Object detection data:
------------

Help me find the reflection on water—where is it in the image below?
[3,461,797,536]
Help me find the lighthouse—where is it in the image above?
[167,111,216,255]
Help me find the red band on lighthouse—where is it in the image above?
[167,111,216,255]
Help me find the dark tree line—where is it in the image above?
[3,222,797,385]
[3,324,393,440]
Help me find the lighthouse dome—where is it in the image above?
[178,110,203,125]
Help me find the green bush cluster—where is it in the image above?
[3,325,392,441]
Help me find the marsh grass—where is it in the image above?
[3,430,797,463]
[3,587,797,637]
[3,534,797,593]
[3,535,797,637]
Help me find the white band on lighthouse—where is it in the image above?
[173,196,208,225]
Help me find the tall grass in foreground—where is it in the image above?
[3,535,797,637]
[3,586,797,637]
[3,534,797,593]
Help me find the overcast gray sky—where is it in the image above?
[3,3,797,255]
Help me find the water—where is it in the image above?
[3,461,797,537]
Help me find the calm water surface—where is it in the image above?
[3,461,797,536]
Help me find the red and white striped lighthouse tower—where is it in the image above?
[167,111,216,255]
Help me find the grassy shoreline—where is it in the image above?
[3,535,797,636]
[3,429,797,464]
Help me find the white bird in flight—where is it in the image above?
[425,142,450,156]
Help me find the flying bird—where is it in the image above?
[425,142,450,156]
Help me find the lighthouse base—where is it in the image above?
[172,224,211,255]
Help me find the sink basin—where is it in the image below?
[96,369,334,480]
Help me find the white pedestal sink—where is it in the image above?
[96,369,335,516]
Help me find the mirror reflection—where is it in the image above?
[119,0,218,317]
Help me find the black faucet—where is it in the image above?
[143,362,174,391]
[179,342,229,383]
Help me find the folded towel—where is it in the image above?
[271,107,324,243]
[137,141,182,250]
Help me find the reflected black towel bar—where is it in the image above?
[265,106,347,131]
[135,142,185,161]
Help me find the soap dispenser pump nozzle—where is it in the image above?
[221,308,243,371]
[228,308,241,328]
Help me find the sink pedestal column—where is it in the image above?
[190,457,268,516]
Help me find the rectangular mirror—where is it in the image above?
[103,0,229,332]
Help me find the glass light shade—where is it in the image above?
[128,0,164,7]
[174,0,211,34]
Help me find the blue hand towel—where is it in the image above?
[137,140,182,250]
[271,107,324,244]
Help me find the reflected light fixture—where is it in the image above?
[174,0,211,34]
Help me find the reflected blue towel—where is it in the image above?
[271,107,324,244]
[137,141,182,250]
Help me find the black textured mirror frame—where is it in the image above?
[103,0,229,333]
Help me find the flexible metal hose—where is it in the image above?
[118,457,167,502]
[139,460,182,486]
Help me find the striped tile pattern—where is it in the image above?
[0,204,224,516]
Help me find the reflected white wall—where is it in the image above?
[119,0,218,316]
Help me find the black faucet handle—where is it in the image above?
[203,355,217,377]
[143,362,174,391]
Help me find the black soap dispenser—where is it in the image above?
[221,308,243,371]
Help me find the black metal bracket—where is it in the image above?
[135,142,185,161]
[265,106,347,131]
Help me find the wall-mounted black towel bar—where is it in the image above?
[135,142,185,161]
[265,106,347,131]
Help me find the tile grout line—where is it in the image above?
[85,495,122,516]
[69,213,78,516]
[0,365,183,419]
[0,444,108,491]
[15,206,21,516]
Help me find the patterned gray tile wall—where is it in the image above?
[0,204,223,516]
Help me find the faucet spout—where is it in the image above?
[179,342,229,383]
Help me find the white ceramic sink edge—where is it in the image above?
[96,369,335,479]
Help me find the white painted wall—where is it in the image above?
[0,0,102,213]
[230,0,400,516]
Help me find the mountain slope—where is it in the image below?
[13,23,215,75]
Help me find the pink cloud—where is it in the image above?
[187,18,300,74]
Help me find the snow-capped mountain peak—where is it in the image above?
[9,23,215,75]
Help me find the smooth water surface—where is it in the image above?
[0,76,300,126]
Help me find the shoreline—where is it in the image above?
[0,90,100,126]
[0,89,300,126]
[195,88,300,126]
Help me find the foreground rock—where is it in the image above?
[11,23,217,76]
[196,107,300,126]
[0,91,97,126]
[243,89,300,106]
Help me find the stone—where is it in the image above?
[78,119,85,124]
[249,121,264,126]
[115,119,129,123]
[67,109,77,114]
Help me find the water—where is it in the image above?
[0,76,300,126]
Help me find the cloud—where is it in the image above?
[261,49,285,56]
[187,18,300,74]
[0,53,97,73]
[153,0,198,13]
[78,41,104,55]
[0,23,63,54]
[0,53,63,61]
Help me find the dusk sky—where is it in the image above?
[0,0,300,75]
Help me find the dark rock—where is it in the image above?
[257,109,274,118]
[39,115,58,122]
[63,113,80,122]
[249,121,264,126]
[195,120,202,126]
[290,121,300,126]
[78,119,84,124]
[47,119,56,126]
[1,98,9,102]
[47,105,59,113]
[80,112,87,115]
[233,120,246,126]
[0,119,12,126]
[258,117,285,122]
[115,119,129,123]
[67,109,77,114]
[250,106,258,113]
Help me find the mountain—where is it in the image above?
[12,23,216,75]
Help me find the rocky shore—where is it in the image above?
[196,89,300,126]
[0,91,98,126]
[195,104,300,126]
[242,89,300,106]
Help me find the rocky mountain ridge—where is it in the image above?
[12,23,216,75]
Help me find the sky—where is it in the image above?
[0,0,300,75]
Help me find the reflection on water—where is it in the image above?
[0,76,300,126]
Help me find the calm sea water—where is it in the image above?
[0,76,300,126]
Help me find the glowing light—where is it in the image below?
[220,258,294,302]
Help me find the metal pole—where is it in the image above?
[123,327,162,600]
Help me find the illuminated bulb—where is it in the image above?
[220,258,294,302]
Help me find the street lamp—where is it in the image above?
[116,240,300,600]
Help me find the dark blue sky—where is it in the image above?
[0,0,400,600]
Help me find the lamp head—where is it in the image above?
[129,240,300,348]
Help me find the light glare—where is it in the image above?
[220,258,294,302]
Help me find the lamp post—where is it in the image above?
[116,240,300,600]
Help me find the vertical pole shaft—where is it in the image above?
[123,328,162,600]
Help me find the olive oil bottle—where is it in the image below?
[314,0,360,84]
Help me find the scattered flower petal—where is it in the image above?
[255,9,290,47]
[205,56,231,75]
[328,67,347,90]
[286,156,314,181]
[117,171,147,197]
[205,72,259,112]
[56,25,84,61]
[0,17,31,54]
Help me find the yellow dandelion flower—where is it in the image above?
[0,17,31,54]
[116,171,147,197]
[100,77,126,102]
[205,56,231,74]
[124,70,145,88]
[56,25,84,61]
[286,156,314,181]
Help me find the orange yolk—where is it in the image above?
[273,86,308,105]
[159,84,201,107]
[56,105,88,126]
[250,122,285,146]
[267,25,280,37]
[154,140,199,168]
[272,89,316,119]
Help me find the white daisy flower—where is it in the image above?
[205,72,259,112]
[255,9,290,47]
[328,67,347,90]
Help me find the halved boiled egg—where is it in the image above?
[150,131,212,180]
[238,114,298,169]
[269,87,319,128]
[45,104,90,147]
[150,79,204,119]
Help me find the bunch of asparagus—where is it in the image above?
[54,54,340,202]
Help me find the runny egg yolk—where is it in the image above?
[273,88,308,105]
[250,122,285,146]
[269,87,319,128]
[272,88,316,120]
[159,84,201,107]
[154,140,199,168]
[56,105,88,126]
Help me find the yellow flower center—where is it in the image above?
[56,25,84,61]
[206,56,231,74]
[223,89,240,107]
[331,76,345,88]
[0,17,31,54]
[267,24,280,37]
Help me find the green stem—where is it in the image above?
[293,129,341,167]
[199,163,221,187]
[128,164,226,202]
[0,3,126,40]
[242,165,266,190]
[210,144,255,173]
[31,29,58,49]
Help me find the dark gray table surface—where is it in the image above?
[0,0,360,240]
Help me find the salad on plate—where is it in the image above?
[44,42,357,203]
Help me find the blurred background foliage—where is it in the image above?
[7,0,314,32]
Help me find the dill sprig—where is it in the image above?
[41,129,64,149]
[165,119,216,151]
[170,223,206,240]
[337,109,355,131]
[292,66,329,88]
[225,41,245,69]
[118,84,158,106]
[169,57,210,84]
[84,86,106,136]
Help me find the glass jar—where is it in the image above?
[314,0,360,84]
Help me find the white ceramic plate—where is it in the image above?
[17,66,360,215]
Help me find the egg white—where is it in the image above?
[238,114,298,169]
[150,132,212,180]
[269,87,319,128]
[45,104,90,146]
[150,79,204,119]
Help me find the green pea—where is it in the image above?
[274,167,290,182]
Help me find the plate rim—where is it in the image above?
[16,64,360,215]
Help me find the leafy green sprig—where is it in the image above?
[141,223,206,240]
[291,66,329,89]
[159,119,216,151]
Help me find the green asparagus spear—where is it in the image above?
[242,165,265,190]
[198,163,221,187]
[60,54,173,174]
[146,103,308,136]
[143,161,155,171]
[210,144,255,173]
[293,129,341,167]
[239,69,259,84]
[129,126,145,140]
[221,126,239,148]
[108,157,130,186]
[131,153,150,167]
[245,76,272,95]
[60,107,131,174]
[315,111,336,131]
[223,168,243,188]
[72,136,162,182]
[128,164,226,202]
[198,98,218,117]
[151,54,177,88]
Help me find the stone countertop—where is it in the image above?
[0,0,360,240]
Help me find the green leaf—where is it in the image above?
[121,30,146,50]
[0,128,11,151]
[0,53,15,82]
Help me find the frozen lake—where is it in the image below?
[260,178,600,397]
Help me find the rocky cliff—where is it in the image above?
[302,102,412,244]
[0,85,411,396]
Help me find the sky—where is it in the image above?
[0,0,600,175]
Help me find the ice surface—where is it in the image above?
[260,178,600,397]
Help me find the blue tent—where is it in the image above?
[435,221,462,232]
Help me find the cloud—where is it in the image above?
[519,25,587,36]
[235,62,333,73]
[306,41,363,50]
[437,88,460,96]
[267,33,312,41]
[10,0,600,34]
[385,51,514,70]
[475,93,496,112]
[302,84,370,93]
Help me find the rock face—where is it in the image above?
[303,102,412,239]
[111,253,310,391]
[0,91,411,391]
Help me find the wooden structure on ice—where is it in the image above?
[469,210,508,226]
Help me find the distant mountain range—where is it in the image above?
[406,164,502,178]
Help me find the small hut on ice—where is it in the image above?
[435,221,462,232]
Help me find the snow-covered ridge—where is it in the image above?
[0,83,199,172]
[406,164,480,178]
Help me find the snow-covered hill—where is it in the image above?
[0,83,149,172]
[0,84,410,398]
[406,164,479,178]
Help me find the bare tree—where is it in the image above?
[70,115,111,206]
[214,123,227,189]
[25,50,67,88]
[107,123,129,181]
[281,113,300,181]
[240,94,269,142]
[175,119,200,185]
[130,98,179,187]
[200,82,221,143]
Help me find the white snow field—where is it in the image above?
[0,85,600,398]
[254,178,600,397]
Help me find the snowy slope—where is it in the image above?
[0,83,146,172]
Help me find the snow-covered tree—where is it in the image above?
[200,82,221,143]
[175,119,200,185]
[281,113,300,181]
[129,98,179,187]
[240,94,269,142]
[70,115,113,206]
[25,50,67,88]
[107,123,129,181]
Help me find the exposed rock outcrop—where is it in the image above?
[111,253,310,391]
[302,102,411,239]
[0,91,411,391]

------------

# Work to be completed
Please rewrite the stretch of items from the line containing "Help me find the calm water" through the line containing "[190,457,268,516]", swapping "towel" for "cloth" and leaving all else unchanged.

# Reply
Help me find the calm water surface—where is it in the image above?
[3,461,797,536]
Help me find the red and white striped lighthouse tower—where is it in the image above?
[167,111,216,255]
Help me find the grassy shoreline—where is it in the image above?
[3,535,797,636]
[3,429,797,464]
Help me find the white bird in flight—where is it in the image above?
[425,142,450,156]
Help me find the flying bird—where is it in the image above?
[425,142,450,156]
Help me find the lighthouse base—where is it in the image above?
[172,224,211,255]
Help me find the sink basin—where is it in the image below?
[96,369,334,480]
Help me find the white pedestal sink—where is it in the image above?
[96,369,335,516]
Help me find the mirror reflection—where is it in the image above?
[119,0,218,317]
Help me find the black faucet—where is it in the image above?
[143,362,174,391]
[179,342,229,383]
Help me find the folded cloth—where is it in the image above?
[271,107,324,243]
[137,141,182,250]
Help me find the reflected black cloth bar—where is it in the image above?
[265,106,347,131]
[135,142,185,161]
Help me find the soap dispenser pump nozzle—where is it in the image above?
[221,308,243,371]
[228,308,241,328]
Help me find the sink pedestal column—where is it in the image above?
[190,457,268,516]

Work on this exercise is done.